#### [Exercises]
A. In the passage about Eisenhower reviewing Reeder's manuscript, what did Ike change the line "He was an excellent student" to read?
B. Write the next part of the passage about Eisenhower reviewing Reeder's manuscript, picking up right after its final sentence.
* begin Text passage *
Ike as ghost editor. General Eisenhower and Colonel Reeder knew each other from World War II. Reeder was wounded during the D-Day invasion and had to have a leg amputated. After he left the Army in 1947 and joined the athletic department at West Point, Reeder took up writing and produced more than two dozen books, including a juvenile biography of his former commander in chief. In his second letter to Reeder, Eisenhower writes, "I was quite happy to examine your manuscript for accuracy. I was glad to undertake the chore, but, of course, it must never be known that I have seen such a document before publication. It would have the implication that I agree with every nice thing you have to say about me." (In the third letter, Eisenhower supplies a blurb that appears on the dust jacket of Reeder's book."

Ike clearly read the typescript carefully, and most pages have a comment or correction by him. These range from single words to lengthy paragraphs. Many of the corrections reflect Eisenhower's modesty, as well as his passion for accuracy. Where the text reads "he was the best halfback in central Kansas," Ike changed it to "he was a good halfback"; and where Reeder wrote "He was an excellent student," Ike emended the line to read "He was a good but not outstanding student." But there a longer and more revealing changes as well. The original text stated of six Eisenhower boys that "The hard times and the poverty they experienced made them part of a family that struck together." Ike rewrote that line as "Their life was a spartan one but the family was a happy one," and at the bottom of the page he elaborated: "Our Poverty has been over-emphasized. By today's standards of course we were poor—but we were always well fed, well sheltered and adequately clothed. We always gave 'Thanksgiving and Christmas baskets of food' to those we considered as really poor."
* end Text passage *
* begin Dataset extract *
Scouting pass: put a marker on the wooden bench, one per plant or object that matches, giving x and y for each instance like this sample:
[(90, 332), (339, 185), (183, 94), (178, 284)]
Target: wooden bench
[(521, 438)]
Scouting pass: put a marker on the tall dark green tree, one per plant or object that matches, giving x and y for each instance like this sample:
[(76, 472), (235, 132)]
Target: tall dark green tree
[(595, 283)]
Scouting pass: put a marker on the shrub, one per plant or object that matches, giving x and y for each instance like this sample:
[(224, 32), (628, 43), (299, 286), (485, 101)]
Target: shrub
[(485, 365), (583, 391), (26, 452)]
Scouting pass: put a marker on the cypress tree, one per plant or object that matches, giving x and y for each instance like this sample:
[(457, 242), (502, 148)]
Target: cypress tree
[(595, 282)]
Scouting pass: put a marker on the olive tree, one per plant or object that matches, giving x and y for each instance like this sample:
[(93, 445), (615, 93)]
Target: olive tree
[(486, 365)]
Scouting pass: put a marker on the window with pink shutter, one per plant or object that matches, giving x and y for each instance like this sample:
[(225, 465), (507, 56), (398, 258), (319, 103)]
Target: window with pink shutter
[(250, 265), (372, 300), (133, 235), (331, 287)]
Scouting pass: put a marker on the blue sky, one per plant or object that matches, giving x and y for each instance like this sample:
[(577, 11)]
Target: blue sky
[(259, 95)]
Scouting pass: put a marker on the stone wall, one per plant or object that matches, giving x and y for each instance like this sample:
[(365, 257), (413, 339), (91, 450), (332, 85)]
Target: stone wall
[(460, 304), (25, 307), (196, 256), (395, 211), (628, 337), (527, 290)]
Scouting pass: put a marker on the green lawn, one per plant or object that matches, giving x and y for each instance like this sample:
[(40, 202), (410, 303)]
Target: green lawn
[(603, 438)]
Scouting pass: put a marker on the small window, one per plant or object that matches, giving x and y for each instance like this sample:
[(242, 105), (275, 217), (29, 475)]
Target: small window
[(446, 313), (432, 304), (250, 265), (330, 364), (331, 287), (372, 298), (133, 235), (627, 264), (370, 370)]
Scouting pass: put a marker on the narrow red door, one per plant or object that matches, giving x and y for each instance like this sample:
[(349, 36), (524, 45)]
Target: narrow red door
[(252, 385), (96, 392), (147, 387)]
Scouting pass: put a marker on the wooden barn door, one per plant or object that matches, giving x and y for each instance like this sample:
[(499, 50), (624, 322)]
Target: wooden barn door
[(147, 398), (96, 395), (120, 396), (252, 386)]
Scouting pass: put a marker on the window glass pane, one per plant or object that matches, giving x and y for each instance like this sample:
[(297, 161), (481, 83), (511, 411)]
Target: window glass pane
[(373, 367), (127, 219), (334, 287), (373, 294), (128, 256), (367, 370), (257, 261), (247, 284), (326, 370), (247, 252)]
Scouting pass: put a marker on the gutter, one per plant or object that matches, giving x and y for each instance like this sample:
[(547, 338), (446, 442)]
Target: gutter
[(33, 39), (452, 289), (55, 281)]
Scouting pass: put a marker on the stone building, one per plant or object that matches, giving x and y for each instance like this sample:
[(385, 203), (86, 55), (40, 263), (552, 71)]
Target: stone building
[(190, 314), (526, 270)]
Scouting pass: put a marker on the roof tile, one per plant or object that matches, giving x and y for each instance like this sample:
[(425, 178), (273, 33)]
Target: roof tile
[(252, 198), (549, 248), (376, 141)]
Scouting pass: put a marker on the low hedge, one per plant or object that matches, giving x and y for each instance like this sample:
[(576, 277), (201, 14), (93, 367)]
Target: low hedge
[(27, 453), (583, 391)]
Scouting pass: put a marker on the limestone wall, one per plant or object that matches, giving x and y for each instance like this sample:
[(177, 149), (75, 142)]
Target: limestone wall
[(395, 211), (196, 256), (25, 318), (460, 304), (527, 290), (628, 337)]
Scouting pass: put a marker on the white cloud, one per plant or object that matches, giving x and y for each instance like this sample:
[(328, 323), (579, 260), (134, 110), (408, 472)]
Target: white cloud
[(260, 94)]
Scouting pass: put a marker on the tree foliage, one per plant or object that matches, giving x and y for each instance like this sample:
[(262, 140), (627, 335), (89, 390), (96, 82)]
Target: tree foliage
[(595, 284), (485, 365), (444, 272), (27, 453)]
* end Dataset extract *
#### [Expected outputs]
A. He changed it to "He was a good but not outstanding student."

B.
The section on the text dealing with World War II provides for some of Eisenhower's most interesting comments, and in at least four instances he refers Reeder to his own Crusade in Europe for clarification. For instance, Reeder relates that Ike dismissed a member of his staff for cursing a British officer; Eisenhower commented, "What I said was—I don't mind you calling him a so-in-so. But you called him a 'British so-in-so.' I don't want you on my staff." He also writes of wartime meetings with Roosevelt, Churchill, Patton, and Bradley, and corrects Reeder on the chronology of D-Day: "on the early morn of 4th attack for fifth called off. Late on 4th (confirmed on 5th) D-Day was set for 6th." He also does not let go unremarked Reeder's comment on the end of the Korean War, which the author described as "a stalemate, with neither side winning. Korea was still divided." Ike crossed that out and replaced it with the sentences that appear in the published book: "There was no victory but the U.S. along with its allies had gone into the war only to defend South Korea. In this it was successful." A remarkable and revealing Eisenhower document.